Problem details
Begin with the line that contains "Mark every instance of the white paneled" and transcribe each line after it, up to and including the last line of the listing below.

Entries provided
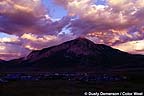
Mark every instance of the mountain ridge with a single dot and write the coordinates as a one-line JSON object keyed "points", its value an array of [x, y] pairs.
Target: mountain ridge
{"points": [[78, 53]]}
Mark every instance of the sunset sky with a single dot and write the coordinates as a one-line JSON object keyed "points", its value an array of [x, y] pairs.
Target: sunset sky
{"points": [[27, 25]]}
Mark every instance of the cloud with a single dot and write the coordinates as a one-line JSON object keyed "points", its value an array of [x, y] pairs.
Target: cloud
{"points": [[12, 51], [114, 19]]}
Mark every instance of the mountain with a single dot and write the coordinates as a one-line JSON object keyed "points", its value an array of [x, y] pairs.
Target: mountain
{"points": [[2, 61], [79, 53]]}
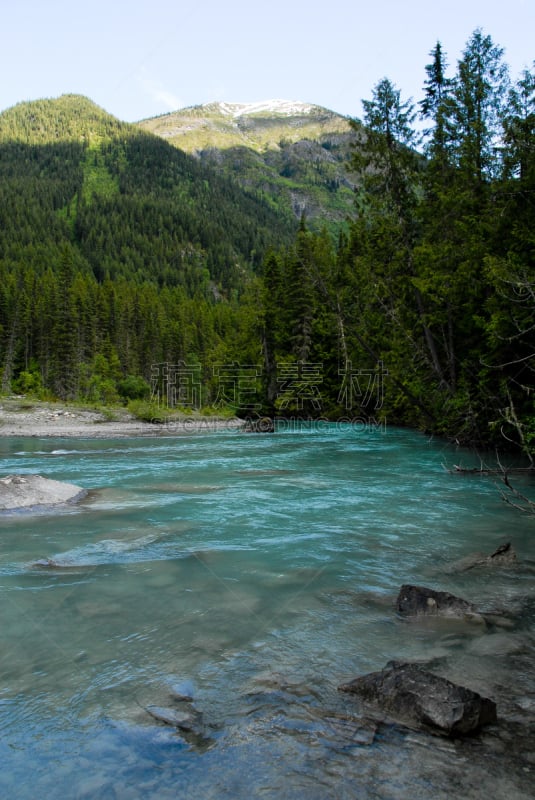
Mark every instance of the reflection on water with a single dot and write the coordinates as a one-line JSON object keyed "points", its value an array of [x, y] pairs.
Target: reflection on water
{"points": [[235, 582]]}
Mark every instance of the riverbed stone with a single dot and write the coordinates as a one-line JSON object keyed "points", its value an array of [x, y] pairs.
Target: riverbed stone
{"points": [[414, 601], [503, 556], [412, 695], [27, 491]]}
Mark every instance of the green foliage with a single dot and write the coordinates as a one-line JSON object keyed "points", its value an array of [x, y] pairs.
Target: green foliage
{"points": [[119, 253]]}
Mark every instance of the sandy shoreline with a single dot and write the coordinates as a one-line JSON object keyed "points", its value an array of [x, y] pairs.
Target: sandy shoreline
{"points": [[40, 420]]}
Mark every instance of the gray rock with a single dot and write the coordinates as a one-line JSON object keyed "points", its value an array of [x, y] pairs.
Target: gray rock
{"points": [[26, 491], [415, 601], [414, 696], [503, 556], [170, 716]]}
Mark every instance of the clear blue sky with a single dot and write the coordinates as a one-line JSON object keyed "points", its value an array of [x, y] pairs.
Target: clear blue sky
{"points": [[138, 59]]}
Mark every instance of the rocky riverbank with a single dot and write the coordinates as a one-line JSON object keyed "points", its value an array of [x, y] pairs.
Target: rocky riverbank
{"points": [[23, 417]]}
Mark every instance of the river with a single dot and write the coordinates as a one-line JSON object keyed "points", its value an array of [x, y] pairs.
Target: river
{"points": [[240, 579]]}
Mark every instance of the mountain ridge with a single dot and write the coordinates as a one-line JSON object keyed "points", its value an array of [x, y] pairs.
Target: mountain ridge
{"points": [[297, 153]]}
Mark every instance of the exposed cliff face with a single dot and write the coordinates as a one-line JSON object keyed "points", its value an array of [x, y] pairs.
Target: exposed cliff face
{"points": [[297, 153]]}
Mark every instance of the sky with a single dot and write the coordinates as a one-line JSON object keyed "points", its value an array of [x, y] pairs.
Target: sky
{"points": [[139, 59]]}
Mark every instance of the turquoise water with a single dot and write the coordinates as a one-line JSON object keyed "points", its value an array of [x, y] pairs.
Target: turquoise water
{"points": [[253, 574]]}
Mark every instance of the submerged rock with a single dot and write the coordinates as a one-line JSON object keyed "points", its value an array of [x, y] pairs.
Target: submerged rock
{"points": [[416, 601], [260, 425], [27, 491], [503, 556], [170, 716], [413, 695]]}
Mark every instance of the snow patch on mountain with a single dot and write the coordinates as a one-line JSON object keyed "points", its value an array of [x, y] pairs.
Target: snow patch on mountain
{"points": [[288, 107]]}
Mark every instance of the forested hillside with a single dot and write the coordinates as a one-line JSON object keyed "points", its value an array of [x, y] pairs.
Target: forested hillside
{"points": [[119, 252], [116, 251], [297, 153], [436, 280]]}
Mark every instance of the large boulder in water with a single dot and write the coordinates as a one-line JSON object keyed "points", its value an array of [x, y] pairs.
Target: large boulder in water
{"points": [[415, 601], [26, 491], [412, 695]]}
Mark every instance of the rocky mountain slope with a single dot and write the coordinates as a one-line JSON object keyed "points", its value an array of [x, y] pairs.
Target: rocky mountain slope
{"points": [[295, 153]]}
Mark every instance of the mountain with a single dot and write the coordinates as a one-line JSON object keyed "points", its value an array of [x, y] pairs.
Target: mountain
{"points": [[295, 153], [128, 204]]}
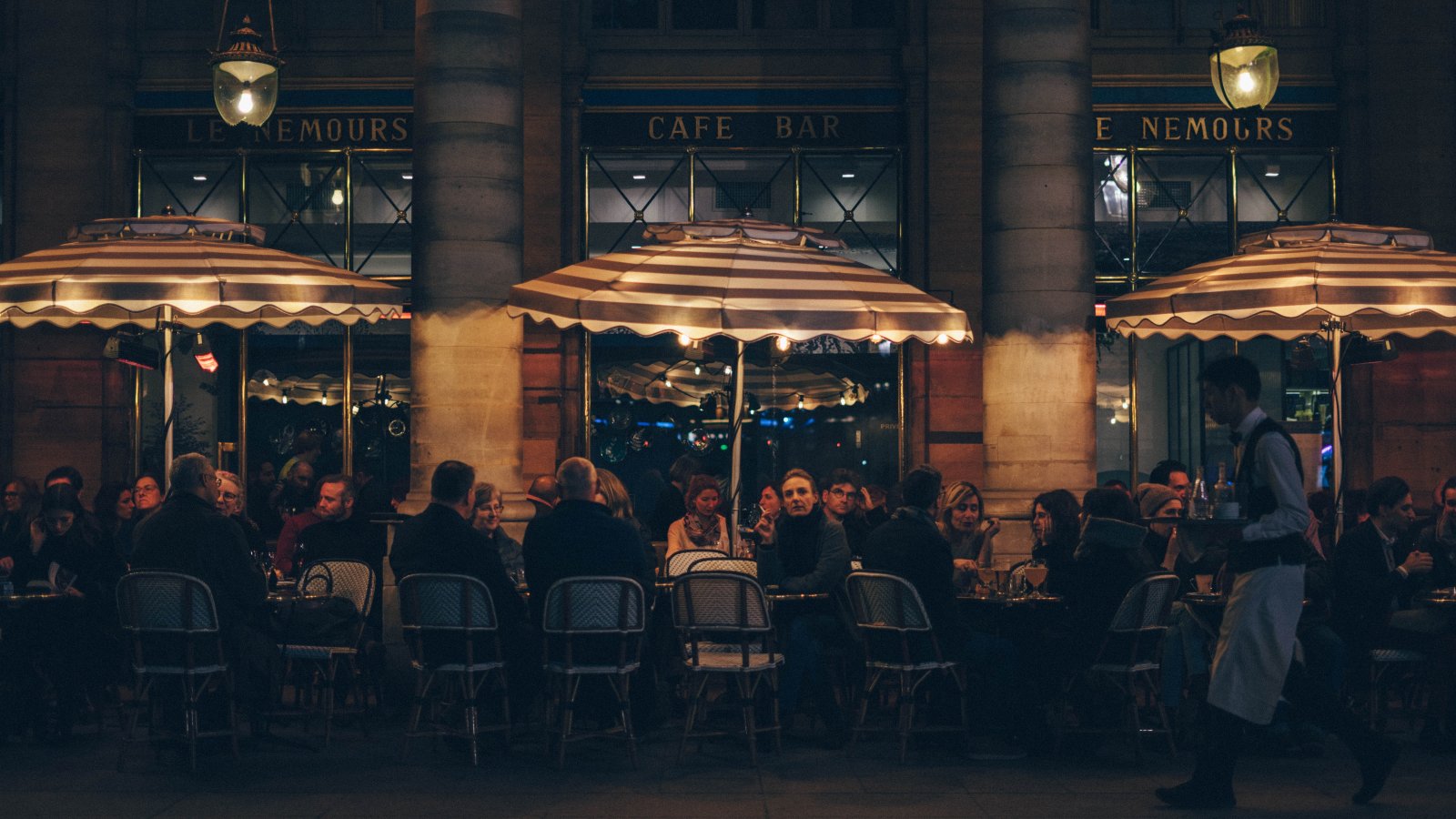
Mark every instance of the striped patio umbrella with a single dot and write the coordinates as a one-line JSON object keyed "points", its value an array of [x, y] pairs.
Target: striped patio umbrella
{"points": [[184, 270], [778, 388], [1331, 278], [742, 278]]}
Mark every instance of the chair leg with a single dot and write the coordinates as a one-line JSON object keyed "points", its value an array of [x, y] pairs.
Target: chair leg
{"points": [[746, 700], [693, 698]]}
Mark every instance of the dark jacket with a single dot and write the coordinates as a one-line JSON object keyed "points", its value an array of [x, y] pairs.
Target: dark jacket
{"points": [[440, 541], [1366, 588], [581, 538], [188, 535], [912, 547], [807, 554]]}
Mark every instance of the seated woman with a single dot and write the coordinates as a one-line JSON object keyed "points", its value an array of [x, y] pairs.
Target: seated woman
{"points": [[701, 528], [968, 533], [487, 519]]}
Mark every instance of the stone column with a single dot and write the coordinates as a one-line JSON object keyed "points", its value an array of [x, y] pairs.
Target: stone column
{"points": [[1040, 363], [466, 353]]}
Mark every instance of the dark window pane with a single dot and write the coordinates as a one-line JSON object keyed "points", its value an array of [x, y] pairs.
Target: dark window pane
{"points": [[863, 14], [181, 15], [785, 14], [339, 15], [623, 14], [705, 14]]}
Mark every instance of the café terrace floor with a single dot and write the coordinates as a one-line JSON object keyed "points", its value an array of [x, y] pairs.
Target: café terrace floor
{"points": [[366, 777]]}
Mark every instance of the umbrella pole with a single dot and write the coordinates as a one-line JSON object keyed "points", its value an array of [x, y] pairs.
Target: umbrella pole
{"points": [[735, 468]]}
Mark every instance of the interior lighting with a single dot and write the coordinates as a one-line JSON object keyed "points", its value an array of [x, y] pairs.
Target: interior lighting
{"points": [[1244, 65], [245, 76]]}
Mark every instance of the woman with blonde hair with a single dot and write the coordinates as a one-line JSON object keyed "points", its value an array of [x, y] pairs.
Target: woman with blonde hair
{"points": [[963, 525]]}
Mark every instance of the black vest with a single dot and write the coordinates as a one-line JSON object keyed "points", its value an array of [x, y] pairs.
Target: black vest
{"points": [[1257, 499]]}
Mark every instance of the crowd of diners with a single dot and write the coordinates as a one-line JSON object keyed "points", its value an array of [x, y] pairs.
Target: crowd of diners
{"points": [[807, 533]]}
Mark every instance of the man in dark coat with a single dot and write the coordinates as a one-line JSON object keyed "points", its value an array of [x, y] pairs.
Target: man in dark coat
{"points": [[188, 535]]}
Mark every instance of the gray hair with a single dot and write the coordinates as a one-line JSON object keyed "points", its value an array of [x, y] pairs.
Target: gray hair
{"points": [[577, 479], [187, 471]]}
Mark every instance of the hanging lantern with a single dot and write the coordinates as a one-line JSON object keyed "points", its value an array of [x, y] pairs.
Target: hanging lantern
{"points": [[245, 77], [1244, 65]]}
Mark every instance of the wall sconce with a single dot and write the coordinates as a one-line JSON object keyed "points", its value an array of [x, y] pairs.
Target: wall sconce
{"points": [[245, 77], [1244, 65]]}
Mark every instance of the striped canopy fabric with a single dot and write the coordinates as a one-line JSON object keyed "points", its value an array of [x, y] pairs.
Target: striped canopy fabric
{"points": [[1286, 281], [203, 271], [723, 280], [778, 388]]}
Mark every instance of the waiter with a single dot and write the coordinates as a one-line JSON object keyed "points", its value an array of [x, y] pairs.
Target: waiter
{"points": [[1257, 640]]}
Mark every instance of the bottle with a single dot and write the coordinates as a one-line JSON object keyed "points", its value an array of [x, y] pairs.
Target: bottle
{"points": [[1201, 504], [1225, 504]]}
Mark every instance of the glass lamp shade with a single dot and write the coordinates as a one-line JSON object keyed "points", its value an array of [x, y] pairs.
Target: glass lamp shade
{"points": [[245, 91], [1245, 76]]}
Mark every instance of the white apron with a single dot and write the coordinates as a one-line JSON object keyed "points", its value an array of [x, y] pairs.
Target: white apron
{"points": [[1257, 642]]}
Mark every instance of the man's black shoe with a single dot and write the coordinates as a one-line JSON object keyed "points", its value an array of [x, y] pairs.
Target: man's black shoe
{"points": [[1375, 768], [1193, 796]]}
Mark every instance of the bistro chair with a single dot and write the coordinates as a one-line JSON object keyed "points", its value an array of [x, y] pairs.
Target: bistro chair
{"points": [[899, 640], [344, 581], [681, 561], [1130, 659], [455, 639], [739, 566], [1398, 671], [593, 627], [172, 622], [724, 622]]}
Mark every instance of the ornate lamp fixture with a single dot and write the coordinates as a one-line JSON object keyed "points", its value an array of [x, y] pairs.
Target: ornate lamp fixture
{"points": [[1244, 65], [245, 77]]}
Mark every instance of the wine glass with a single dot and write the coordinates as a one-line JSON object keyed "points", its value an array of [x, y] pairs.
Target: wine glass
{"points": [[1036, 573]]}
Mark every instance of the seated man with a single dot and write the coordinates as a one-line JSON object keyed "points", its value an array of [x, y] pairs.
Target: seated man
{"points": [[1375, 579], [579, 538], [188, 535], [804, 551], [910, 545]]}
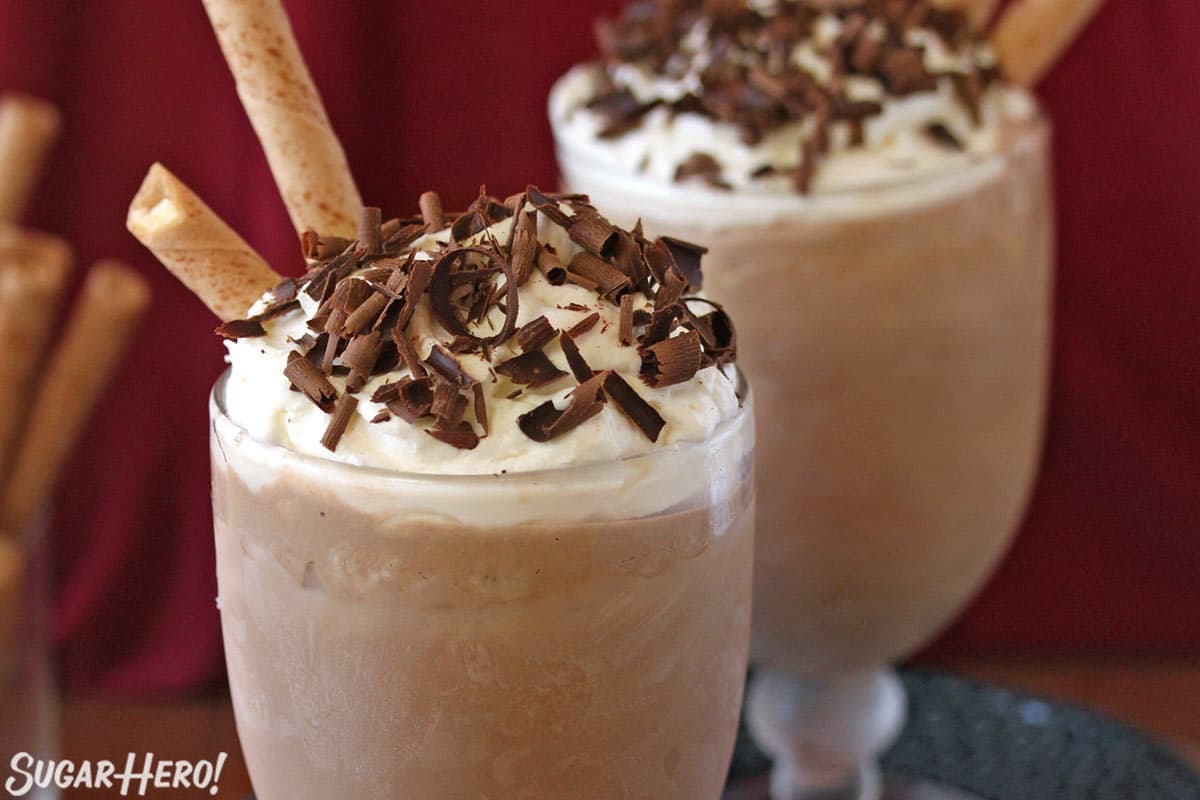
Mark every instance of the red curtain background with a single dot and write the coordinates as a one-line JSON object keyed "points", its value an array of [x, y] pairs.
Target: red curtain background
{"points": [[450, 95]]}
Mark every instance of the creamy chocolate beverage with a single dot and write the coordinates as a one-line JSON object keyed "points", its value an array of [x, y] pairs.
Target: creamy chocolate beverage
{"points": [[483, 493], [874, 196]]}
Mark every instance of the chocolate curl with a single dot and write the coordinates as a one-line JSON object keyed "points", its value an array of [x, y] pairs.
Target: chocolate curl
{"points": [[33, 274], [197, 246], [1032, 34], [111, 304], [431, 211], [283, 106], [29, 128]]}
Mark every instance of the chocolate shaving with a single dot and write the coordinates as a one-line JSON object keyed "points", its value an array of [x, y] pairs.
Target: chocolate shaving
{"points": [[625, 326], [547, 206], [634, 407], [418, 282], [240, 329], [703, 166], [480, 408], [533, 370], [407, 352], [551, 268], [442, 298], [371, 230], [535, 334], [525, 246], [431, 211], [671, 361], [310, 380], [575, 360], [448, 405], [460, 435], [443, 362], [340, 420], [609, 280], [585, 324], [593, 234], [943, 136], [360, 356], [687, 257], [409, 398], [546, 422]]}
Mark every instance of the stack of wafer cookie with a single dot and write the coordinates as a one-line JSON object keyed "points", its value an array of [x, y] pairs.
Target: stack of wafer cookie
{"points": [[53, 368]]}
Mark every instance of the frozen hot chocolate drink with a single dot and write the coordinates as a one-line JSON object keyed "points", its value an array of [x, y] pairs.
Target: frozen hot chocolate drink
{"points": [[484, 513], [863, 168], [874, 196]]}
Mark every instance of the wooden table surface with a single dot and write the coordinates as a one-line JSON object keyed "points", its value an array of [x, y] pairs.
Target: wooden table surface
{"points": [[1161, 696]]}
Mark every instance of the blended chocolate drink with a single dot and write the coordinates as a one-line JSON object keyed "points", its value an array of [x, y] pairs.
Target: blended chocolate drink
{"points": [[484, 513], [874, 196], [28, 701]]}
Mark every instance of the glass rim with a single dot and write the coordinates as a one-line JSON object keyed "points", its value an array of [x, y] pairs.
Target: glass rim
{"points": [[725, 432], [1038, 125]]}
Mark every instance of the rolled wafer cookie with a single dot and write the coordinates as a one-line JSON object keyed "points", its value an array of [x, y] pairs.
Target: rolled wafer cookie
{"points": [[197, 246], [12, 577], [109, 306], [28, 130], [1032, 34], [33, 272], [283, 106]]}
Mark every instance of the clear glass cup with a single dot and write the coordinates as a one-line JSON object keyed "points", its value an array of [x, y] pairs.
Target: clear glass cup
{"points": [[898, 338], [565, 633], [29, 708]]}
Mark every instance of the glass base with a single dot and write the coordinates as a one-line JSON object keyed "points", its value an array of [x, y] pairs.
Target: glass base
{"points": [[893, 789]]}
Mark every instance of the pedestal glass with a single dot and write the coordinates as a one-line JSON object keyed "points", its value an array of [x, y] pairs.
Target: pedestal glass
{"points": [[897, 336]]}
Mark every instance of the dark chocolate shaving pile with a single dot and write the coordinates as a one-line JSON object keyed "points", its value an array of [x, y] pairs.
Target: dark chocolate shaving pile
{"points": [[367, 292], [750, 78]]}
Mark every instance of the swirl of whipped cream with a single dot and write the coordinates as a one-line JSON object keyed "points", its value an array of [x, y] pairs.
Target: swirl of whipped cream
{"points": [[261, 400]]}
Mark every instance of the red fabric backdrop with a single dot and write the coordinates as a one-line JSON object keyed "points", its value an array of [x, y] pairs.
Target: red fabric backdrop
{"points": [[449, 95]]}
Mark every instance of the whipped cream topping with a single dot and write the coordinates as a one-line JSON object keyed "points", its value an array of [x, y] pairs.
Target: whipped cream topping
{"points": [[259, 397], [648, 113]]}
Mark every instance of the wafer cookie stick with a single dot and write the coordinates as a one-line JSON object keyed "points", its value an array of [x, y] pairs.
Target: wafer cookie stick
{"points": [[1032, 34], [979, 12], [111, 304], [12, 578], [28, 130], [287, 113], [33, 272], [197, 246]]}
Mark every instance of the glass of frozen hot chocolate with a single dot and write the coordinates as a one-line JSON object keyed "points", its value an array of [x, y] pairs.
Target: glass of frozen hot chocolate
{"points": [[874, 197], [28, 699]]}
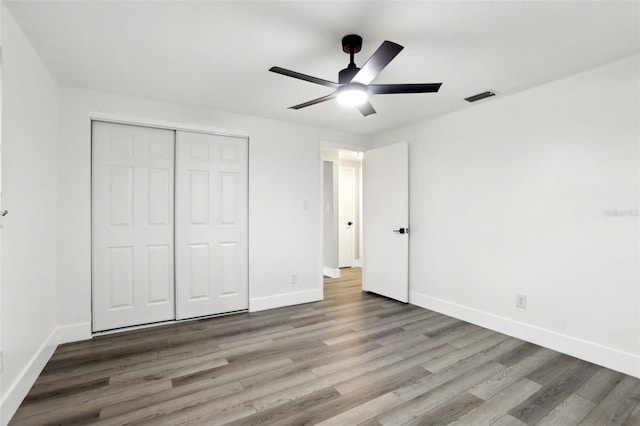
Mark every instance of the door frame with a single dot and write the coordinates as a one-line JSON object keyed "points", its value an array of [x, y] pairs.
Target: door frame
{"points": [[169, 125], [324, 145]]}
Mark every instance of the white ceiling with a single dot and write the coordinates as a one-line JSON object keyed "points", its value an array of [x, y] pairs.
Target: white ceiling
{"points": [[216, 54]]}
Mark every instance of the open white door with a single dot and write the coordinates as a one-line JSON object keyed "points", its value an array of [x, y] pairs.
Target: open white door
{"points": [[386, 221]]}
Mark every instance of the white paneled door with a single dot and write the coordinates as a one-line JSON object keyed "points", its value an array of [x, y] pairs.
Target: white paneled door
{"points": [[211, 224], [140, 274], [132, 197], [386, 221], [346, 216]]}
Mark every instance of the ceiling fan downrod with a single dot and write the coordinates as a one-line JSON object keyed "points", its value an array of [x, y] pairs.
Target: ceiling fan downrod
{"points": [[351, 44]]}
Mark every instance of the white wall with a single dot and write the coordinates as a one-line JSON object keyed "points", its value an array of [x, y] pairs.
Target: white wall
{"points": [[284, 176], [516, 195], [29, 176]]}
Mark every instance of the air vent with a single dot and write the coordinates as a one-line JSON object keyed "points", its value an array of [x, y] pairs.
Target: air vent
{"points": [[479, 96]]}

Result of this task
Mark every instance of the white paneled door with a single dot and write the coordinates as a one-line JSON object keyed "points", its value an array of [x, y] pairs.
Target: white paneled door
{"points": [[211, 224], [140, 274], [132, 197], [386, 221], [346, 216]]}
Mark every instance of the ceiling fan downrod with a single dot and write the coordinates as a one-line JSON object keyed "points", its value an array of [x, y] pairs.
Target: ceiling fan downrod
{"points": [[351, 44]]}
Mark every instance of the white wall with a single dot and write the coordinates as a one-line JSON object keyed "points", its value an array of [x, y] pairs.
Target: white wall
{"points": [[284, 176], [516, 195], [29, 176]]}
Mark every instance of the air vent with a single dot and write the coordinates as a one-line JSON object keyed "points", its value an array of [x, y] pairs.
Target: air vent
{"points": [[479, 96]]}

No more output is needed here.